● **Assignment**: Omit the pictures and output exactly the lines from the start of the entries through the line containing "the dog's ear".

** Dataset entries follows **

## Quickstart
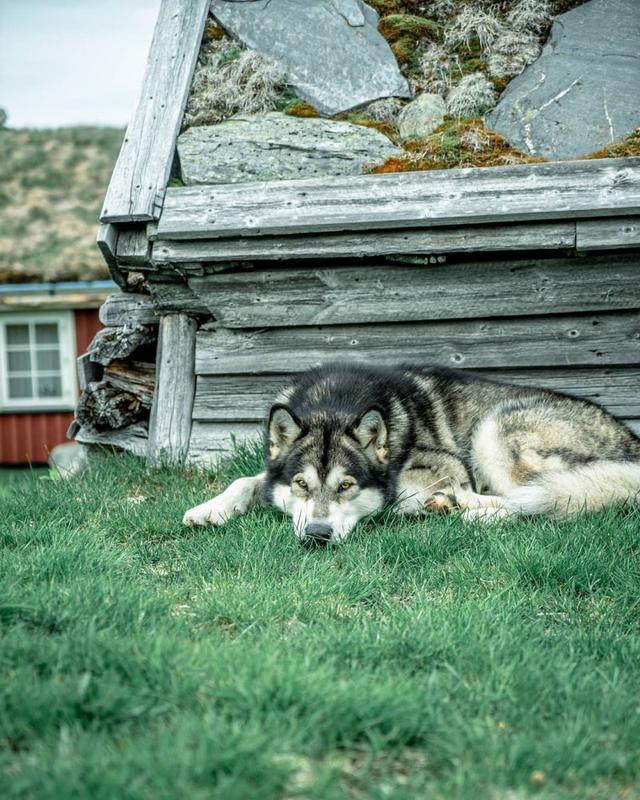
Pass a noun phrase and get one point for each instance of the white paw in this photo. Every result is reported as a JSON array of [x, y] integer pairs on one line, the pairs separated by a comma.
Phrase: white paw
[[213, 512], [485, 514]]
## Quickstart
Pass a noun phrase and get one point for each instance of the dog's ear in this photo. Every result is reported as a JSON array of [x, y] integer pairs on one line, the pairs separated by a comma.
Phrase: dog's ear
[[371, 434], [284, 429]]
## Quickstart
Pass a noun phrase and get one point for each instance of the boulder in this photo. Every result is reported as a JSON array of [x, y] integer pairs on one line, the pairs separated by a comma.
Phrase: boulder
[[422, 116], [583, 92], [331, 50], [275, 146], [68, 459]]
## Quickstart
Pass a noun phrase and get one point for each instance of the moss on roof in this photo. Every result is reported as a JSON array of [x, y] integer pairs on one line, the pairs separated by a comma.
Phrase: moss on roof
[[52, 184]]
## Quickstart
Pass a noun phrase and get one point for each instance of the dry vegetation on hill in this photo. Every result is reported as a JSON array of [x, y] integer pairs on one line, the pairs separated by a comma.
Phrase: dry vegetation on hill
[[52, 184]]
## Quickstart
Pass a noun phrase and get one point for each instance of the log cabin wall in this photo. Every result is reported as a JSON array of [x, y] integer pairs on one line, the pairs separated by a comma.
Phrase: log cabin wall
[[233, 289], [568, 323]]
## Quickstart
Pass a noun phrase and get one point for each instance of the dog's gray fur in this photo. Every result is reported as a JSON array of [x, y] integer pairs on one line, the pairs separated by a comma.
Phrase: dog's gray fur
[[343, 441]]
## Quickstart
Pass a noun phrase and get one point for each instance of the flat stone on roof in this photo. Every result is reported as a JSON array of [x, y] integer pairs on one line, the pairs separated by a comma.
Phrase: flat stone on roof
[[584, 91], [331, 50]]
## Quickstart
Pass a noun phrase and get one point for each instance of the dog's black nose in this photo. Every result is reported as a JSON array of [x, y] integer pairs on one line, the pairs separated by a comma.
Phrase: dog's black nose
[[318, 533]]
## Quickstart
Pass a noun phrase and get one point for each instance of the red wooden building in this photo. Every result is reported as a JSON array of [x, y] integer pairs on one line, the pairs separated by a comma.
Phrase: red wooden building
[[43, 328]]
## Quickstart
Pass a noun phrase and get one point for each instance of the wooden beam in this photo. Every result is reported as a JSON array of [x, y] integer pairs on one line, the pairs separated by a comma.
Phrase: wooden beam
[[128, 309], [88, 371], [133, 246], [136, 378], [474, 239], [115, 344], [528, 192], [582, 340], [140, 177], [107, 241], [381, 292], [238, 398], [170, 425], [608, 234], [210, 440], [133, 439]]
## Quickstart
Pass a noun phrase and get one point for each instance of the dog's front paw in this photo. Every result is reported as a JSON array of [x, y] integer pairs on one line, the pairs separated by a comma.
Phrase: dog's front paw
[[211, 513], [441, 503]]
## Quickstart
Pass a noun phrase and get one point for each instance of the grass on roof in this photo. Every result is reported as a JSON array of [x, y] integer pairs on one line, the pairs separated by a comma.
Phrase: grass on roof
[[422, 659]]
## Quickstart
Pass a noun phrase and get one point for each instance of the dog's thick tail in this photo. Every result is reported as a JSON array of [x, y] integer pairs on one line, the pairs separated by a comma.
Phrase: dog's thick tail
[[590, 487]]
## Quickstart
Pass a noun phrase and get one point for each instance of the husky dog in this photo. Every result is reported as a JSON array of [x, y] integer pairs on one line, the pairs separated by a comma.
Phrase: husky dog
[[344, 441]]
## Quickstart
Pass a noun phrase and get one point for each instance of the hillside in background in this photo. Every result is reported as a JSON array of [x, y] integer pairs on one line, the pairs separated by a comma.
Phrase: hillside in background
[[52, 184]]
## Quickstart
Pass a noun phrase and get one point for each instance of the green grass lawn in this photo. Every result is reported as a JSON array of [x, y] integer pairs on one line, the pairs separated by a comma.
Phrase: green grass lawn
[[421, 659]]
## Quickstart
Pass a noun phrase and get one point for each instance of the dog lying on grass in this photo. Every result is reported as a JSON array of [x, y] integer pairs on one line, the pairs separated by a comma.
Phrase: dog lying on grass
[[345, 441]]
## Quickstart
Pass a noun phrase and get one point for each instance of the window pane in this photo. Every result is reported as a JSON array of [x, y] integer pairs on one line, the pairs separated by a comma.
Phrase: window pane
[[19, 361], [47, 333], [17, 334], [47, 360], [20, 388], [50, 386]]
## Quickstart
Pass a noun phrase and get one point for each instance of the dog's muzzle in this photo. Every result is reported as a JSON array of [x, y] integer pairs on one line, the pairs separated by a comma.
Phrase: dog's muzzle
[[317, 533]]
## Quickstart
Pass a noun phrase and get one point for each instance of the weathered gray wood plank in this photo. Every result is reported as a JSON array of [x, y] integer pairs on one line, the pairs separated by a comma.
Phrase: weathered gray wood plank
[[210, 440], [608, 234], [128, 308], [170, 425], [133, 246], [475, 239], [142, 170], [599, 339], [133, 439], [383, 292], [107, 241], [234, 398], [177, 298], [531, 192]]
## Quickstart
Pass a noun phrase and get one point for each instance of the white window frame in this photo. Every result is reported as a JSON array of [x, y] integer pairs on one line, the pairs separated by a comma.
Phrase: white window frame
[[67, 340]]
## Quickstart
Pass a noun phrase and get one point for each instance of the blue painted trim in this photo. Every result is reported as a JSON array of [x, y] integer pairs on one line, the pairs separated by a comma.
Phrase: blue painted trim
[[57, 288]]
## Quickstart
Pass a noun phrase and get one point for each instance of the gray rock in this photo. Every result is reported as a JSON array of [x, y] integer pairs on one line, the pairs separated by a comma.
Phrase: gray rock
[[274, 146], [331, 50], [422, 116], [584, 91], [68, 459]]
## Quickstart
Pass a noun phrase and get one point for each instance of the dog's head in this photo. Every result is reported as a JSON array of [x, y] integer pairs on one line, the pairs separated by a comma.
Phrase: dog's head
[[327, 472]]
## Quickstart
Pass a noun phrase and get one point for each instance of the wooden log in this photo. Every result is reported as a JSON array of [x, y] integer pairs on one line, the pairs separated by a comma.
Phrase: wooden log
[[382, 292], [88, 371], [597, 339], [128, 309], [133, 246], [133, 439], [608, 234], [104, 408], [210, 440], [177, 298], [237, 398], [170, 426], [107, 241], [113, 344], [474, 239], [143, 167], [527, 192], [136, 378]]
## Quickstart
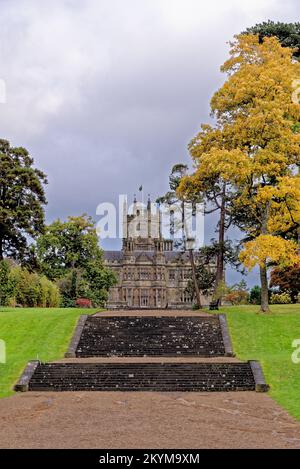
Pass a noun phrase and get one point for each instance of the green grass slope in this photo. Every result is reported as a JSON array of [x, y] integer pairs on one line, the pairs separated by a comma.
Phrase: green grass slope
[[268, 338], [34, 333]]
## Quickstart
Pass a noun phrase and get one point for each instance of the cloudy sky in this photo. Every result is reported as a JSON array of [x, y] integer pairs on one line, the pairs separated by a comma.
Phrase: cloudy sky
[[106, 94]]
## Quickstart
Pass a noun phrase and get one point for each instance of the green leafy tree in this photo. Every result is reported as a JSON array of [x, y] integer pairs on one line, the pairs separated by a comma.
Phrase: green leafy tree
[[205, 280], [22, 198], [287, 280], [69, 252]]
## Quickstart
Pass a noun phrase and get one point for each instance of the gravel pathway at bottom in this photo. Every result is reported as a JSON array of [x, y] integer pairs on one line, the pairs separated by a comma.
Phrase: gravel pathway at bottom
[[145, 420]]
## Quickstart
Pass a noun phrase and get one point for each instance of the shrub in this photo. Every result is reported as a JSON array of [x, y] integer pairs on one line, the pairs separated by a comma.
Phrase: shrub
[[280, 298], [83, 303], [28, 289], [237, 297]]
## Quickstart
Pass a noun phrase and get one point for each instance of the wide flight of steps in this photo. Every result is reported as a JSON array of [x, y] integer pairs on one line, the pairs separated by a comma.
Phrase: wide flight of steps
[[143, 377], [119, 339], [138, 336]]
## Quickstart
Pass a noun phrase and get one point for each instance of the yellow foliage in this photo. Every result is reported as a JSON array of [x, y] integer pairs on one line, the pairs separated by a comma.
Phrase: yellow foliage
[[254, 148], [268, 248]]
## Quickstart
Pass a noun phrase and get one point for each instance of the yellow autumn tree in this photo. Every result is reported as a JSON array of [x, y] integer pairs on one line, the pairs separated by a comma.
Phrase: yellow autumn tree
[[255, 150]]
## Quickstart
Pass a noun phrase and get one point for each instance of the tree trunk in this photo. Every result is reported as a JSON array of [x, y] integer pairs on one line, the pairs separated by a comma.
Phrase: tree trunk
[[197, 291], [220, 256], [1, 249], [264, 305]]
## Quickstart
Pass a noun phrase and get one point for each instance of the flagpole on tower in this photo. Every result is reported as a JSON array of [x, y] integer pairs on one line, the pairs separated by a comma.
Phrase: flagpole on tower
[[142, 191]]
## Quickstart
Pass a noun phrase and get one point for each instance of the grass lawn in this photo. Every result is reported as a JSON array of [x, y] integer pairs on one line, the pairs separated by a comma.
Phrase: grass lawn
[[268, 338], [31, 333]]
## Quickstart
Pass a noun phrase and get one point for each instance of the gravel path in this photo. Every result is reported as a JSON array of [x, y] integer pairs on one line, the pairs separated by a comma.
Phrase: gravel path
[[145, 420]]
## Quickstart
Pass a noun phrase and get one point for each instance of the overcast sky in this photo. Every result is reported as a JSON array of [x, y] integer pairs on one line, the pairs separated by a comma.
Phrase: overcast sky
[[106, 94]]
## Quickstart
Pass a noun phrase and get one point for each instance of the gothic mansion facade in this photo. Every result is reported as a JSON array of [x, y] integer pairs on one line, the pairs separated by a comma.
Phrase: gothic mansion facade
[[150, 273]]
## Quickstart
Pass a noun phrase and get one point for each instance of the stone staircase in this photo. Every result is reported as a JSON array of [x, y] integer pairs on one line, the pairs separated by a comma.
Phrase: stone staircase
[[109, 353], [142, 377], [150, 336]]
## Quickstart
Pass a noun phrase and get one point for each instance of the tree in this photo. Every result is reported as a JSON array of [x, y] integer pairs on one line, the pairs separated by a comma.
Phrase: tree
[[66, 245], [255, 295], [214, 190], [22, 198], [205, 281], [288, 34], [287, 280], [255, 148], [171, 197], [69, 252]]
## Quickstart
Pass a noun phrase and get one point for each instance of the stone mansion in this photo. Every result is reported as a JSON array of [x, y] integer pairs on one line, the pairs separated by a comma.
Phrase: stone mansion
[[150, 273]]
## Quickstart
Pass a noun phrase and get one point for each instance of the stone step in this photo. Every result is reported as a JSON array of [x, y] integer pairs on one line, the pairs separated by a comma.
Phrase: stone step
[[142, 377], [151, 336]]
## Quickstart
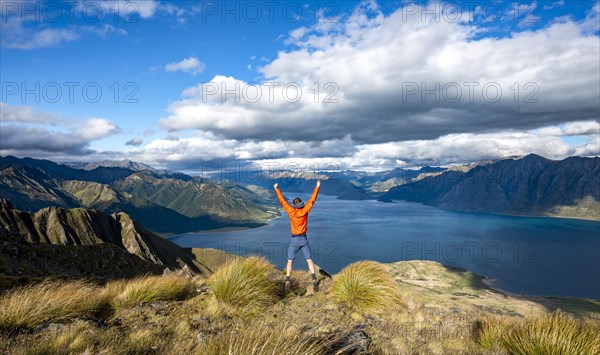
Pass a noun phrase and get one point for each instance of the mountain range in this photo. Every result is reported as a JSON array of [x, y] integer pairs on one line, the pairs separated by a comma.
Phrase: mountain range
[[531, 185], [78, 242], [164, 202]]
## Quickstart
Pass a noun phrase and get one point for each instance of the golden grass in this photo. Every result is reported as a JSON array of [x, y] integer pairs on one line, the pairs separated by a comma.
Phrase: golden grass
[[366, 286], [49, 302], [264, 339], [555, 333], [244, 284], [128, 293]]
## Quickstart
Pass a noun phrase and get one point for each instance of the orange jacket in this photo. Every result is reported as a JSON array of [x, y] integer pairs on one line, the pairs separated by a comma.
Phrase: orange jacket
[[298, 216]]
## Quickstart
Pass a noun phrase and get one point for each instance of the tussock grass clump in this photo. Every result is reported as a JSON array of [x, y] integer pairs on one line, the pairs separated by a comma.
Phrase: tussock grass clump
[[263, 339], [50, 302], [244, 283], [128, 293], [555, 333], [367, 287]]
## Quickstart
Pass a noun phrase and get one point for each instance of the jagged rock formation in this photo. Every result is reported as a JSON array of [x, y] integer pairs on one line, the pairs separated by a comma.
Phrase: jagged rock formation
[[75, 227]]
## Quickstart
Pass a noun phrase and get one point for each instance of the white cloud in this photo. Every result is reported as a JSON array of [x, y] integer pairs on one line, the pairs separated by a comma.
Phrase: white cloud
[[375, 60], [96, 128], [189, 65], [347, 154], [136, 142], [126, 8], [25, 129]]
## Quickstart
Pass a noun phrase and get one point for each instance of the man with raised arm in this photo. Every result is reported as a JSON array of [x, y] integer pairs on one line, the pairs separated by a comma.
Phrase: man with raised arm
[[298, 214]]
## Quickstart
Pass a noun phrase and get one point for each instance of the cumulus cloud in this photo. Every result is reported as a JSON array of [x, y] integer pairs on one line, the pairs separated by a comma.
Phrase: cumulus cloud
[[188, 65], [26, 130], [136, 142], [40, 29], [397, 78], [455, 148]]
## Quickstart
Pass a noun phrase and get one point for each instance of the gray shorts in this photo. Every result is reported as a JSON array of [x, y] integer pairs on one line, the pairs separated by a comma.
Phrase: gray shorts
[[298, 243]]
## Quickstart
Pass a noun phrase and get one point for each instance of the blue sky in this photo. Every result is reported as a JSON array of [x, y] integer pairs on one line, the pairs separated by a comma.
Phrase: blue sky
[[159, 51]]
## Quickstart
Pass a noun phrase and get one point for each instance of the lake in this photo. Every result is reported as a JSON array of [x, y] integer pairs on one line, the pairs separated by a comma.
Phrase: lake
[[524, 255]]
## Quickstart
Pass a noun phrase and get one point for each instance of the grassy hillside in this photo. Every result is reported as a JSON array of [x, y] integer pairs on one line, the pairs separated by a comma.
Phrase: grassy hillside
[[426, 309]]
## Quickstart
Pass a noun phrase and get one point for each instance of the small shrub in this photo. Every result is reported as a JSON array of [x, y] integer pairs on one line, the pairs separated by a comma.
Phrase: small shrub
[[47, 302], [128, 293], [244, 283], [367, 287]]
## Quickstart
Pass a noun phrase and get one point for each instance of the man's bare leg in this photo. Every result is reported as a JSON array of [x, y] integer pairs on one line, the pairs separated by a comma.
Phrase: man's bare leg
[[288, 271], [311, 266]]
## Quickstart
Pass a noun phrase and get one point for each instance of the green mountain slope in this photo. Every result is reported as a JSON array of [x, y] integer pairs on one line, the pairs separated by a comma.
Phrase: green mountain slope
[[79, 226], [164, 202], [531, 185]]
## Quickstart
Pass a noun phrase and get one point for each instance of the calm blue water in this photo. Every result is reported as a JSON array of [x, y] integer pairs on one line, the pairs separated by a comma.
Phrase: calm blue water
[[533, 256]]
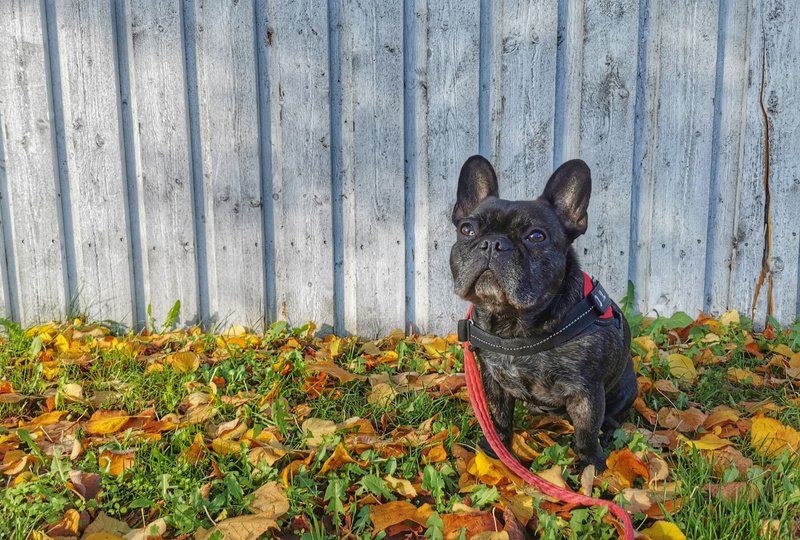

** End of Dataset entries **

● **Task solution**:
## Quickstart
Pass a noun phrase and get one point for each instance of the white paw in this photo. Every result is reported as a JSON array of [x, y] integer pairs on one line, the pairs separated by a comma.
Phrase: white paw
[[213, 512], [485, 514]]
## Quickstart
Pass a noun phrase and get one point for each instance of the dog's ear in this photo. Every result is reported as a JSON array of [x, y] integer pairs on one line, the pairs separated by a comma.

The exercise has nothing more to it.